Task objective: Please gather every line in the records below that contains the word "light", and copy each of those lines out.

Data listing:
=-=-=-=-=
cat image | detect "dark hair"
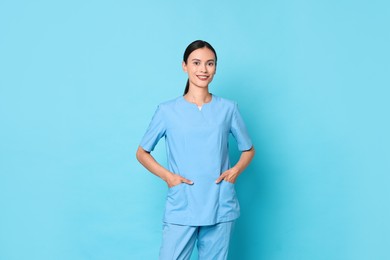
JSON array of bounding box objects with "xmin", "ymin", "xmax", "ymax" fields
[{"xmin": 183, "ymin": 40, "xmax": 217, "ymax": 95}]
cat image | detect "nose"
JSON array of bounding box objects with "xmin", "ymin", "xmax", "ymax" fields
[{"xmin": 200, "ymin": 63, "xmax": 207, "ymax": 72}]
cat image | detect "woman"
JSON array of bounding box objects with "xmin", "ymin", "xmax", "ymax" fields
[{"xmin": 137, "ymin": 40, "xmax": 254, "ymax": 260}]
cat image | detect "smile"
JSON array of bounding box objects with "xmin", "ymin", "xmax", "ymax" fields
[{"xmin": 196, "ymin": 75, "xmax": 209, "ymax": 80}]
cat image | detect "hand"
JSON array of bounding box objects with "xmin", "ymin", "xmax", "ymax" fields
[
  {"xmin": 215, "ymin": 168, "xmax": 238, "ymax": 184},
  {"xmin": 166, "ymin": 173, "xmax": 194, "ymax": 188}
]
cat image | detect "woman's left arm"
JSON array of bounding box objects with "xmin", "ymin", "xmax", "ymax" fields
[{"xmin": 216, "ymin": 146, "xmax": 255, "ymax": 183}]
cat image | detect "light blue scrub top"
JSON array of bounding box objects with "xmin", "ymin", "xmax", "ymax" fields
[{"xmin": 140, "ymin": 95, "xmax": 252, "ymax": 226}]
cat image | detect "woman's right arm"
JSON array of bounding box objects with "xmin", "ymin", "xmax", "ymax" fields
[{"xmin": 136, "ymin": 146, "xmax": 193, "ymax": 188}]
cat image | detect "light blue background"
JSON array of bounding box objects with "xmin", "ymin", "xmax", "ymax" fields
[{"xmin": 0, "ymin": 0, "xmax": 390, "ymax": 260}]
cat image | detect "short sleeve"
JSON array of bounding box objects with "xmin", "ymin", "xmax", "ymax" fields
[
  {"xmin": 230, "ymin": 104, "xmax": 252, "ymax": 151},
  {"xmin": 140, "ymin": 106, "xmax": 166, "ymax": 152}
]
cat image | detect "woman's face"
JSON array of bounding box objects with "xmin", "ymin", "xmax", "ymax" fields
[{"xmin": 183, "ymin": 47, "xmax": 216, "ymax": 91}]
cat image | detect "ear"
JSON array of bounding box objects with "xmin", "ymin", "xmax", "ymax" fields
[{"xmin": 181, "ymin": 61, "xmax": 187, "ymax": 72}]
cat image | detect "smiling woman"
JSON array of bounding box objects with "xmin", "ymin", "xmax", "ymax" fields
[{"xmin": 137, "ymin": 40, "xmax": 254, "ymax": 260}]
=-=-=-=-=
Task output:
cat image | detect "light blue scrub top"
cat image | detect "light blue background"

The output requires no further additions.